== EXTRAIT CHOISI ==
• • • • • • •
S’il espère bien se lancer à l’ATP de Shanghai au 2e tour face au qualifié australien Rinky Hijikata, Stefanos Tsitsipas traverse indéniablement une période creuse de sa carrière. Sa belle finale à l’Open d’Australie exceptée, le Grec a beaucoup déçu ces derniers mois, lui que l’on attendait à une époque comme l’un des successeurs du « Big 3 ». Mais comment et pourquoi en est-il arrivé là ?
Un engagement et une sensibilité excessifs
Depuis son éclosion sur le circuit marquée notamment par une première finale surprise en Masters 1000 à Toronto en 2018, Stefanos Tsitsipas vit intensément sa carrière de tennisman professionnel. A tel point qu’il a très vite assumé de vouloir bousculer la hiérarchie figée incarnée par les trois monstres Roger Federer, Rafael Nadal et Novak Djokovic. Et il a joint les paroles aux actes en parvenant à les battre très tôt : le Serbe au Canada donc, le Suisse dès l’Open d’Australie 2019 et l’Espagnol devant son public à Madrid quelques mois plus tard.
Mais cet engagement de tous les instants, ce dévouement total à son métier-passion s’accompagne d’une grande sensibilité et d’une réelle difficulté à rebondir après des échecs cruels. « J’ai eu des défaites dures à encaisser, des nuits où je ne pouvais pas dormir à cause de la douleur et de la souffrance d’avoir perdu des matches que je n’aurais pas dû perdre. J’ai beaucoup d’amour et de haine pour le jeu en même temps », a-t-il d’ailleurs récemment confié dans une colonne publiée sur le site de l’ATP.
Les conférences de presse suivant ses revers à Roland-Garros au bout des cinq sets contre Stan Wawrinka en 8e de finale en 2019 et contre Novak Djokovic en finale en 2021 sont ainsi restées dans les mémoires. Tsitsipas y avait alors révélé les failles d’un excessif. Après l’avoir battu au 3e tour à Wimbledon en 2022, dans un choc entre deux conceptions extrêmes du tennis, Nick Kyrgios ne s’était pas privé de constater l’isolement dans le vestiaire du Grec. Tsitsipas serait-il trop dans sa bulle ? Celle-ci a en tout cas éclaté ces derniers mois : son idylle avec Paula Badosa et sa recherche d’équilibre entre vies professionnelle et privée en sont les manifestations.
Une faille béante en revers
Après avoir été balayé par Rafael Nadal en demi-finale de l’Open d’Australie 2019, Stefanos Tsitsipas avait déjà accusé le coup devant les journalistes. En toute sincérité, il s’était alors demandé à haute voix comment Roger Federer avait réussi à battre le Majorquin avec un revers à une main. Sur terre battue, le Grec en avait plutôt fait une force ces dernières années grâce à sa capacité à imprimer du lift à la balle et donc à mettre du volume dans ses frappes.
• • • • • • •
== MATÉRIEL FOURNI ==

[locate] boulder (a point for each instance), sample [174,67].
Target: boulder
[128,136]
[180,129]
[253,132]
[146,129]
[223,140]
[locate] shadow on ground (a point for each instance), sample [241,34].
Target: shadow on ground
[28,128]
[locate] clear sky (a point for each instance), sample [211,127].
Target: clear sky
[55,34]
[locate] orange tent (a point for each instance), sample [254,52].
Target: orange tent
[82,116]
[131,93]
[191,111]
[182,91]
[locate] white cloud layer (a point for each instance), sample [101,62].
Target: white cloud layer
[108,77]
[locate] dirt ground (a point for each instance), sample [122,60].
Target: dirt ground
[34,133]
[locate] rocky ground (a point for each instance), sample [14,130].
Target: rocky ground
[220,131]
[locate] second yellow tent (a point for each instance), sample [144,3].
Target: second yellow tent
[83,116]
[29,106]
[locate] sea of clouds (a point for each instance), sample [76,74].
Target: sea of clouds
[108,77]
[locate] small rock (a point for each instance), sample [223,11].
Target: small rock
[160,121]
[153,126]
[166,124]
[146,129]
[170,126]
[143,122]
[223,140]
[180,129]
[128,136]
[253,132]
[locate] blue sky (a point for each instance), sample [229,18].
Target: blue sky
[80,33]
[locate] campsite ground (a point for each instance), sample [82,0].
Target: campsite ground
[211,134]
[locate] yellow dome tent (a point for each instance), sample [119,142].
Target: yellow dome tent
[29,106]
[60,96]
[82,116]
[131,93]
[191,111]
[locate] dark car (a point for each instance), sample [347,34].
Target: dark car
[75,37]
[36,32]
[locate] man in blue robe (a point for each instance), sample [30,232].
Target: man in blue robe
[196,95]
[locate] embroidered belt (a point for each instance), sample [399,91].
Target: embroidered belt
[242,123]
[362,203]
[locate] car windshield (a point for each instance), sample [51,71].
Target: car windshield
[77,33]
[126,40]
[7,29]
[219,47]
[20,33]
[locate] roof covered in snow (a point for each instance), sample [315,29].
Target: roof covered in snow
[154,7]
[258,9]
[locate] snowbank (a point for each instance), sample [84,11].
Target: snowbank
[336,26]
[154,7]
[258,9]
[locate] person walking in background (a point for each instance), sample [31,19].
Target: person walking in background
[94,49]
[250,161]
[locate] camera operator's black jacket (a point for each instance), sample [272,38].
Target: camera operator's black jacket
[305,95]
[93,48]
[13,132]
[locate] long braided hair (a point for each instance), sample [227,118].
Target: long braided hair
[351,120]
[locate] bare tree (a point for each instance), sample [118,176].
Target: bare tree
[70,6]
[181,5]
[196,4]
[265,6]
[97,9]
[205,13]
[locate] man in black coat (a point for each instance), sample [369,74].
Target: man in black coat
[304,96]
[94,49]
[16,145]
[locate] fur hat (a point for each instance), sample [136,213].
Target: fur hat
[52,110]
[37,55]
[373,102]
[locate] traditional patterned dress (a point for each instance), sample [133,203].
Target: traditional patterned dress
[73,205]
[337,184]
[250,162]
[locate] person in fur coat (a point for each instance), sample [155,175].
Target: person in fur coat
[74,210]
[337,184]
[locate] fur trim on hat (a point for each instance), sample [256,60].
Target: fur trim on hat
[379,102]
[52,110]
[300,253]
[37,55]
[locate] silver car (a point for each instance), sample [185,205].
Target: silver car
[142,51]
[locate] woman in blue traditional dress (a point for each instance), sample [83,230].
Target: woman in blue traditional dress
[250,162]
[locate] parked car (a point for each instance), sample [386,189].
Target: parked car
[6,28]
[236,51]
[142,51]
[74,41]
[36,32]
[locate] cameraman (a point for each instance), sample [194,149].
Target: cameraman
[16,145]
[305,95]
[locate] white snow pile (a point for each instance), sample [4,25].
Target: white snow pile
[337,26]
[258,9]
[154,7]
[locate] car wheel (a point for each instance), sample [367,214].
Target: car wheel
• • • • • • •
== DÉFIS ==
1. Recopiez l’article sur Stefanos Tsitsipas de « Un engagement et » jusqu’à « mois plus tard. ».
2. Écrivez la suite de l’article sur Stefanos Tsitsipas.

== RÉSULTATS OBTENUS ==
1.
Un engagement et une sensibilité excessifs
Depuis son éclosion sur le circuit marquée notamment par une première finale surprise en Masters 1000 à Toronto en 2018, Stefanos Tsitsipas vit intensément sa carrière de tennisman professionnel. A tel point qu’il a très vite assumé de vouloir bousculer la hiérarchie figée incarnée par les trois monstres Roger Federer, Rafael Nadal et Novak Djokovic. Et il a joint les paroles aux actes en parvenant à les battre très tôt : le Serbe au Canada donc, le Suisse dès l’Open d’Australie 2019 et l’Espagnol devant son public à Madrid quelques mois plus tard.

2.
Mais loin de s’améliorer avec le temps, ce coup est devenu une faiblesse de plus en plus identifiée dans son arsenal. Son opération du coude lors de l’intersaison 2021-2022 n’a probablement rien arrangé à l’affaire et lui a peut-être fait perdre de la puissance. En février dernier, Tsitsipas avait aussi décrié les balles utilisées sur le circuit, de plus en plus lourdes et qui changent souvent d’un tournoi à l’autre, responsables selon lui de nombreuses blessures dont une à l’épaule le concernant.
Résultat : le Grec est de plus en plus systématiquement fixé de ce côté. A ce titre, la stratégie employée par Carlos Alcaraz lors de leur quart de finale à Roland-Garros a ressemblé à une entreprise de démolition systématique et méthodique. Enfoncé sur son revers, Tsitsipas s’est trouvé contraint de reculer et donc incapable de pratiquer son tennis offensif. Cette faiblesse a aussi mis en évidence ses lacunes en slice. Même s’il l’a travaillé, son revers slicé n’est toujours pas assez efficace pour casser le rythme et changer la dynamique de l’échange.
Une nouvelle génération trop forte ?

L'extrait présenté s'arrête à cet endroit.